Instructions for the task. If pictures appear in the lines below, skip them and copy exactly the lines from the one containing "Target: dark roof" through the one containing "the tall leafy", and nothing else.

━━ Data excerpts ━━

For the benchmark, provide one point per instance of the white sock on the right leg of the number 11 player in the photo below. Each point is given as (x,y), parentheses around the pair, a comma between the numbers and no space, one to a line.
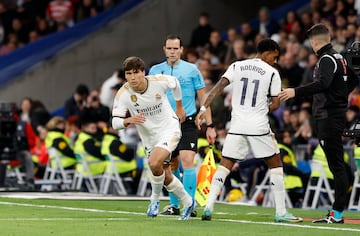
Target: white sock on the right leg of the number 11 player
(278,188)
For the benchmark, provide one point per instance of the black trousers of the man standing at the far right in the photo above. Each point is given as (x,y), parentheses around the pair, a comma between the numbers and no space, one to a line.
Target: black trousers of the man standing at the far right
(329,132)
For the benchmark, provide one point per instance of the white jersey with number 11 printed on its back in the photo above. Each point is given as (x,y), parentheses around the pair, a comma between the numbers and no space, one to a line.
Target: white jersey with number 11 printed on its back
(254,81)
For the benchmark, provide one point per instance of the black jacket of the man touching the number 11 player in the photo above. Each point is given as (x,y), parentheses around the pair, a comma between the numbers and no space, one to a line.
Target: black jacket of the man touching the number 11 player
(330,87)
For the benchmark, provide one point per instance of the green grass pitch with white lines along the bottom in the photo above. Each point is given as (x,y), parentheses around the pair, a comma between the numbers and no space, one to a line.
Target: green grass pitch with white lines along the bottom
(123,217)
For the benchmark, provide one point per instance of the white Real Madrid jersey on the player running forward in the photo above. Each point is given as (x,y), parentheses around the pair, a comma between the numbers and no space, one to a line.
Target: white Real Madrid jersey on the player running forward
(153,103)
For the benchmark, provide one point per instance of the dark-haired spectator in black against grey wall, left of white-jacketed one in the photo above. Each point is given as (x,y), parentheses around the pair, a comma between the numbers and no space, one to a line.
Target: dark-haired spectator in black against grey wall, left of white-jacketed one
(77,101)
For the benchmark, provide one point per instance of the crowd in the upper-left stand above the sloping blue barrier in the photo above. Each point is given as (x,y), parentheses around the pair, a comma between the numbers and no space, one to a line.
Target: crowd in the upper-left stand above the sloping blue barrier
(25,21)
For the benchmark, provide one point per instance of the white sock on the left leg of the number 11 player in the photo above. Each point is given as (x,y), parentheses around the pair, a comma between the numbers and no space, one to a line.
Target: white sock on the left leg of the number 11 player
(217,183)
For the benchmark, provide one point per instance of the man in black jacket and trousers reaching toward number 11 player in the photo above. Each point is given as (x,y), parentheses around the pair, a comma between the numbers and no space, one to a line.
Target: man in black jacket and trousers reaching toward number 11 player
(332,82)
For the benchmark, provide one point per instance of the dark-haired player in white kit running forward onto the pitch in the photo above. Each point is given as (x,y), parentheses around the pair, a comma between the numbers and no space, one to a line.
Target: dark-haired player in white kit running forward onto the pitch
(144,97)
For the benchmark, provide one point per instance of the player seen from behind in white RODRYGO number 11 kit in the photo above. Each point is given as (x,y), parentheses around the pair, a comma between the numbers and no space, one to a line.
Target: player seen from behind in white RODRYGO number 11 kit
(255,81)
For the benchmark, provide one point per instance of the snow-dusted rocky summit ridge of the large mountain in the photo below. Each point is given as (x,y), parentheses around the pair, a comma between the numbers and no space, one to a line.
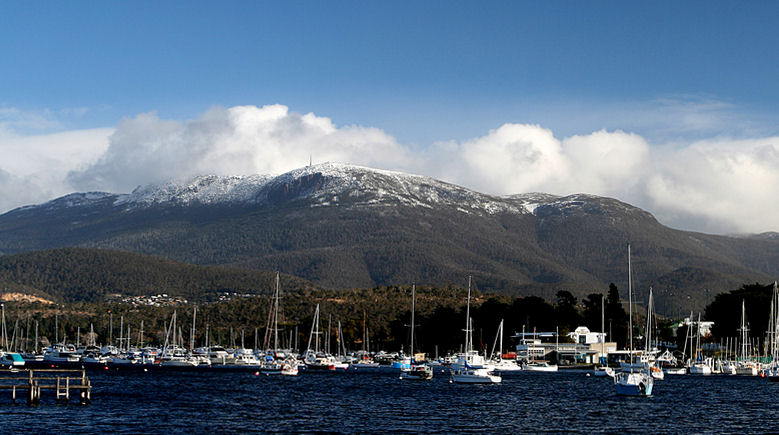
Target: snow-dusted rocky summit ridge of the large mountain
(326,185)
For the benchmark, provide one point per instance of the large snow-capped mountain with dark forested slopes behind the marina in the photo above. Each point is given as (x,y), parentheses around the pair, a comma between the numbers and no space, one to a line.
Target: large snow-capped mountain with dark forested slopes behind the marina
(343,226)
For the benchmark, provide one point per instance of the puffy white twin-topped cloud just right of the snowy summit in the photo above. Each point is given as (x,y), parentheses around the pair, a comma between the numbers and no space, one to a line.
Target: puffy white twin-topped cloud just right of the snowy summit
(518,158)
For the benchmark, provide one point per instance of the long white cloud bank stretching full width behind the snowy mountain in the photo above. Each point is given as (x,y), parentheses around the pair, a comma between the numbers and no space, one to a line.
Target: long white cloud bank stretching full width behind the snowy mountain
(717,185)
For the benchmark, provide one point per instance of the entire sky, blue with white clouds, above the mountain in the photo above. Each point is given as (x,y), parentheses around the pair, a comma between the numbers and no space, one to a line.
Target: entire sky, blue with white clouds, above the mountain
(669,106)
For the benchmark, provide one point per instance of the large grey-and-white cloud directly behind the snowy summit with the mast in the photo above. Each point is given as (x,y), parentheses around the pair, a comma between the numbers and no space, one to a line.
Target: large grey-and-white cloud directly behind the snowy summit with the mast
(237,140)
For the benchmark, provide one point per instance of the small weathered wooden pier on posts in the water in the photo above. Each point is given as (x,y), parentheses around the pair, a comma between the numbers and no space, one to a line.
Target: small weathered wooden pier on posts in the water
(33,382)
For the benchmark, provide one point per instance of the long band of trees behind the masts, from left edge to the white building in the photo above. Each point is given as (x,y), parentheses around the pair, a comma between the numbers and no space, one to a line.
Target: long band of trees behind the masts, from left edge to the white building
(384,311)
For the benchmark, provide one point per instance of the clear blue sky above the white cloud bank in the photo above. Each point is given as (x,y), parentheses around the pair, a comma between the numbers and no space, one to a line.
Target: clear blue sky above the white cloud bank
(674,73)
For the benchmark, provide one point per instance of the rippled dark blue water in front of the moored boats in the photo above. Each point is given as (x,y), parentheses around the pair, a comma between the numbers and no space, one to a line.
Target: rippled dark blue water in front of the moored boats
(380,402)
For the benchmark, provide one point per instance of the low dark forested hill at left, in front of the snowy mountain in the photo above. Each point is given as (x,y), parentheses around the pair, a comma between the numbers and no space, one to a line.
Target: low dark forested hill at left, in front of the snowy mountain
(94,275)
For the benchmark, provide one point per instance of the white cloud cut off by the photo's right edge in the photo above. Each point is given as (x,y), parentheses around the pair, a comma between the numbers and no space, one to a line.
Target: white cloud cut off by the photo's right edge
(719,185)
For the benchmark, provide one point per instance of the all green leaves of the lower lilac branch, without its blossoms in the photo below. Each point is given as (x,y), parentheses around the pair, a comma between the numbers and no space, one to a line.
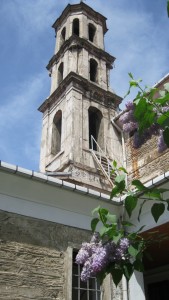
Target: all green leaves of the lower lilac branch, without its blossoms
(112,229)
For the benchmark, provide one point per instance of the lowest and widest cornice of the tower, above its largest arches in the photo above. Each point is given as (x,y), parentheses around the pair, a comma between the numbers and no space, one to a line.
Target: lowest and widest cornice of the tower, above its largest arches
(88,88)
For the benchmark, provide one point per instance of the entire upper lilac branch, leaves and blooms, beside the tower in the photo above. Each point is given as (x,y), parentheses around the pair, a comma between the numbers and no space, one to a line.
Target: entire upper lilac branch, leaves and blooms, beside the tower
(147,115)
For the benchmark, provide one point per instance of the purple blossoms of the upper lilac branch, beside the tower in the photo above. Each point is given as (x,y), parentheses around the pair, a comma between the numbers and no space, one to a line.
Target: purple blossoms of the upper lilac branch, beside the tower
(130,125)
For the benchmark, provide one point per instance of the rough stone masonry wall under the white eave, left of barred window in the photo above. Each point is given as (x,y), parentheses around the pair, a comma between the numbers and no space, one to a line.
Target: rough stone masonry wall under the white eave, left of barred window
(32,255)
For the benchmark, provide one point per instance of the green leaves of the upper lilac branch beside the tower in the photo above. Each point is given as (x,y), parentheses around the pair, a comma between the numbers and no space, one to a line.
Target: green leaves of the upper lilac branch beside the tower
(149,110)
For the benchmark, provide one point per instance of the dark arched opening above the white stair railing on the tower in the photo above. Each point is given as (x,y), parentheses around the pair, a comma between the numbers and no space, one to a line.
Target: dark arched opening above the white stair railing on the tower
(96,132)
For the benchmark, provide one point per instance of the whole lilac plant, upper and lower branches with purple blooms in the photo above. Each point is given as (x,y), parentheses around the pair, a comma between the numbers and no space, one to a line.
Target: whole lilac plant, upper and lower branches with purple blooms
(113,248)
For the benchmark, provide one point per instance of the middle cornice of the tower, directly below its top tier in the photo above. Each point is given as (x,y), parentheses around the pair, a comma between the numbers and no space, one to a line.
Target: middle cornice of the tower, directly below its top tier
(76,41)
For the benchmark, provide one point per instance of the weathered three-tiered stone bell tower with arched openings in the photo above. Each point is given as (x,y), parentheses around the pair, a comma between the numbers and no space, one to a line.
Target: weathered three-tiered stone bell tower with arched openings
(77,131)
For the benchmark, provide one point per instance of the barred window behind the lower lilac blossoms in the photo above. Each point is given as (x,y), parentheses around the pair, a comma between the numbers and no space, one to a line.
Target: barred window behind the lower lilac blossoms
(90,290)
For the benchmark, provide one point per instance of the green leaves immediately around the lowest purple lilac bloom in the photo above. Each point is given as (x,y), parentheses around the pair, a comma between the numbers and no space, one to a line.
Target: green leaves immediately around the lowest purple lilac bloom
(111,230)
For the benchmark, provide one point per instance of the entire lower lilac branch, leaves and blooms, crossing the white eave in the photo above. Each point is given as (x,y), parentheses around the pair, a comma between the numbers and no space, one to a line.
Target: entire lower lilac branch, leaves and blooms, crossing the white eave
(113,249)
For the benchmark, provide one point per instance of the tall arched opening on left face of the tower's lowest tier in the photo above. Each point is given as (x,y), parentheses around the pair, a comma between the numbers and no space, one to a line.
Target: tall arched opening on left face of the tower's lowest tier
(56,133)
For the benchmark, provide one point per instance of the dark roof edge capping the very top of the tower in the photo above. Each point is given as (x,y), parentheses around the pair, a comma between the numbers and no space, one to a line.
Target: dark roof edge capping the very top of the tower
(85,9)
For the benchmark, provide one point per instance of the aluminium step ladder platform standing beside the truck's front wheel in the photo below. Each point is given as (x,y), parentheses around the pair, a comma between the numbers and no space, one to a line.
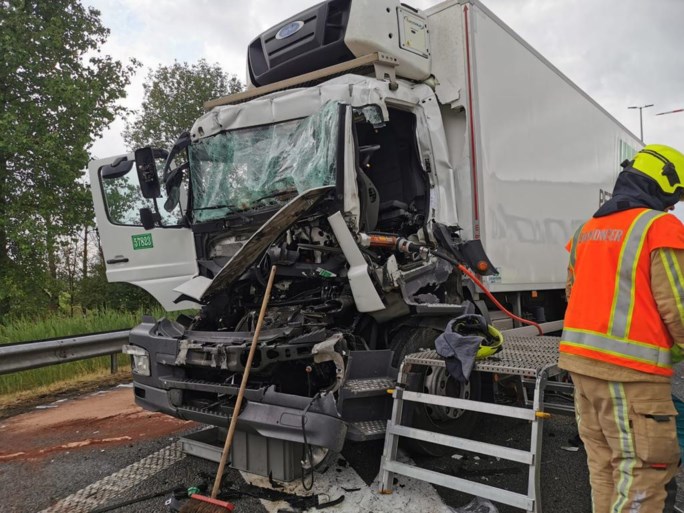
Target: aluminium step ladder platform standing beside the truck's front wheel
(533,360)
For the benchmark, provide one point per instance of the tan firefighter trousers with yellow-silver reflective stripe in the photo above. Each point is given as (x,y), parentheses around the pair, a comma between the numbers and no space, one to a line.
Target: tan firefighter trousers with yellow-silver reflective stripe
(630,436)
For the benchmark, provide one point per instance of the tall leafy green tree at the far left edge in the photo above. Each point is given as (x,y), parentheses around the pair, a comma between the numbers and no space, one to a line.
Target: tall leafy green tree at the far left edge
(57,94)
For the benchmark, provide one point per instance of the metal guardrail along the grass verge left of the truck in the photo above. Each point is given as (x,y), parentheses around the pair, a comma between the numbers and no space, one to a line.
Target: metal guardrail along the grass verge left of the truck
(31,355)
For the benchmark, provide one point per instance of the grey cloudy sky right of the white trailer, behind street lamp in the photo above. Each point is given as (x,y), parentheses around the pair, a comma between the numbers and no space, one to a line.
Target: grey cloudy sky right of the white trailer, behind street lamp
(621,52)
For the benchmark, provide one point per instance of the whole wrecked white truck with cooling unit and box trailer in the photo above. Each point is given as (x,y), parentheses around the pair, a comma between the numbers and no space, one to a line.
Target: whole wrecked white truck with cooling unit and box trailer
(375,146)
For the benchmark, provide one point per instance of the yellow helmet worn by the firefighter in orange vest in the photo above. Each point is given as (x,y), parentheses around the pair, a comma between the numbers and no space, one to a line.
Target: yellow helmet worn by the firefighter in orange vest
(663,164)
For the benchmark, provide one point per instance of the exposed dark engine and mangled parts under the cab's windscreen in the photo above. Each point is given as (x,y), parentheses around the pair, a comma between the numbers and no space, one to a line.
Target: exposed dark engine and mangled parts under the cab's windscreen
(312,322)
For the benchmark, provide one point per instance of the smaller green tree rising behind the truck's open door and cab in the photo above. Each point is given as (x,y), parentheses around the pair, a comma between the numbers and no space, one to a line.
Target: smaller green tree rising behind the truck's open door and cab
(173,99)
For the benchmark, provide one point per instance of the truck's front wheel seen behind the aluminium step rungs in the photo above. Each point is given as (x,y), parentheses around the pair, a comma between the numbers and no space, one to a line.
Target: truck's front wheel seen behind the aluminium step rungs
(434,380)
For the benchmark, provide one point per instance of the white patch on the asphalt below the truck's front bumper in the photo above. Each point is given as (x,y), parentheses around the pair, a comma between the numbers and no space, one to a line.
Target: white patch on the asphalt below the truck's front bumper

━━━

Response area.
Target: dark roof edge capping the very top of the tower
(85,9)
For the benchmark, provide one point per instance of the aluminium step ladder platform standing beside the truck's front wheel in the photo below. Each point is given as (x,y), parentheses around the pair, a comma between the numbers and no space, one to a line.
Target: aluminium step ladder platform standing beside the truck's front wheel
(533,360)
For the benchmark, provide one point per instance of the tan firefighter trousers with yellow-silver reflective stripe in the photo above. Each point is given as (x,y), parentheses around the pair, a comma between the numbers and no space, one to a line.
Target: tan firefighter trousers with yellow-silver reflective stripe
(630,436)
For the benchmark, provide one point per instance of the tall leafy green tree at the far left edge in the photo above. Each point is given as (x,y), parentheses around the pair, a comma between the numbers and no space, one to a line.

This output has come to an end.